#### Instruction 1:
Condense the paragraph in the samplers documentation that begins "This is the classic first reaction method" into a short bulleted list that keeps its main facts.
#### Instruction 2:
From the samplers documentation, copy word for word the passage starting with "This is the" and going on through "clocks to sample.".
#### Instruction 3:
List every type name in the samplers documentation that carries the "CompetingClocks." prefix.

#### Excerpt provided:
# Samplers

The choice of sampler determines specific algorithms that are used to sample, update, and disable clocks. Helpers also exist that are useful for logging, utilizing common random numbers, and hierarchical sampling.

## Sampler Supertype

`CompetingClocks.SSA`

— Type`SSA{KeyType,TimeType}`

This abstract type represents a stochastic simulation algorithm (SSA). It is parametrized by the clock ID, or key, and the type used for the time, which is typically a Float64. The type of the key can be anything you would use as a dictionary key. This excludes mutable values but includes a wide range of identifiers useful for simulation. For instance, it could be a `String`

, but it could be a `Tuple{Int64,Int64,Int64}`

, so that it indexes into a complicated simulation state.

## Sampler Types

`CompetingClocks.FirstReaction`

— Type`FirstReaction{KeyType,TimeType}()`

This is the classic first reaction method for general distributions. Every time you sample, this goes to each distribution and asks when it would fire. Then it takes the soonest and throws out the rest of the sampled times until the next sample. It can also be very fast when there are only a few clocks to sample.

One interesting property of this sampler is that you can call `next()`

multiple times in order to get a distribution of next firing clocks and their times to fire.

`CompetingClocks.FirstToFire`

— Type`FirstToFire{KeyType,TimeType}()`

This sampler is often the fastest for non-exponential distributions. When a clock is first enabled, this sampler asks the clock when it would fire and saves that time in a sorted heap of future times. Then it works through the heap, one by one. When a clock is disabled, its future firing time is removed from the list. There is no memory of previous firing times.

#### Supplied data:
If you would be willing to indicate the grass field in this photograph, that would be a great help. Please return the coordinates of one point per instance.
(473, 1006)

#### Exercise solution 1:
- It is the classic first reaction method for general distributions.
- Each time it samples, it asks every distribution when it would fire.
- It keeps the soonest time and throws out the other sampled times until the next sample.
- It can be very fast when there are only a few clocks to sample.

#### Exercise solution 2:
This is the classic first reaction method for general distributions. Every time you sample, this goes to each distribution and asks when it would fire. Then it takes the soonest and throws out the rest of the sampled times until the next sample. It can also be very fast when there are only a few clocks to sample.

#### Exercise solution 3:
- CompetingClocks.SSA
- CompetingClocks.FirstReaction
- CompetingClocks.FirstToFire